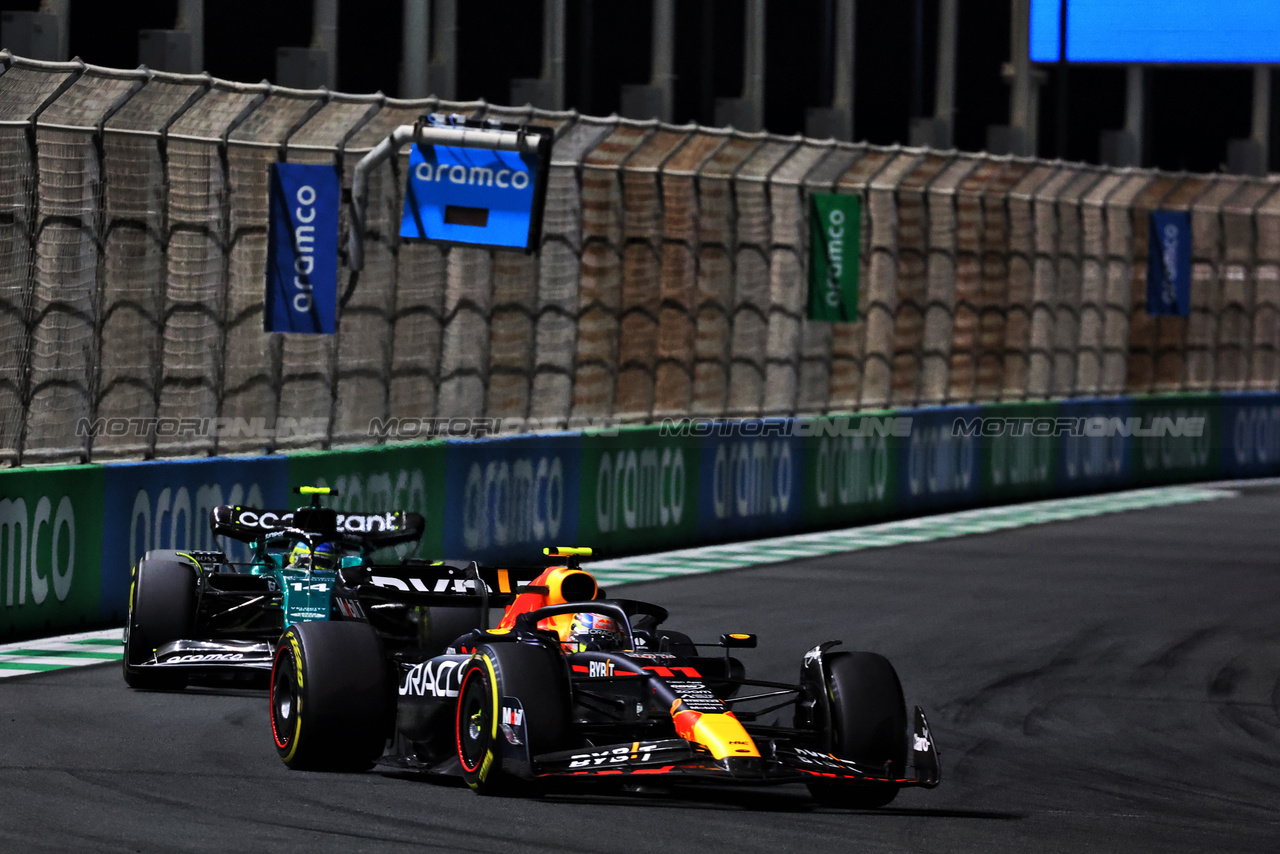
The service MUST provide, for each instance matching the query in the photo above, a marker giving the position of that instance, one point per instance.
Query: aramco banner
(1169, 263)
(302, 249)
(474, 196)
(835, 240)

--------------------------------

The whole listing above must be returned exactly as written, with no pictures carried over.

* Task result
The service MUST provide, for each instance matching the query in the photo above, a marker giving the position of that instance, one point per instance.
Query: aramco banner
(1169, 263)
(302, 249)
(474, 196)
(835, 240)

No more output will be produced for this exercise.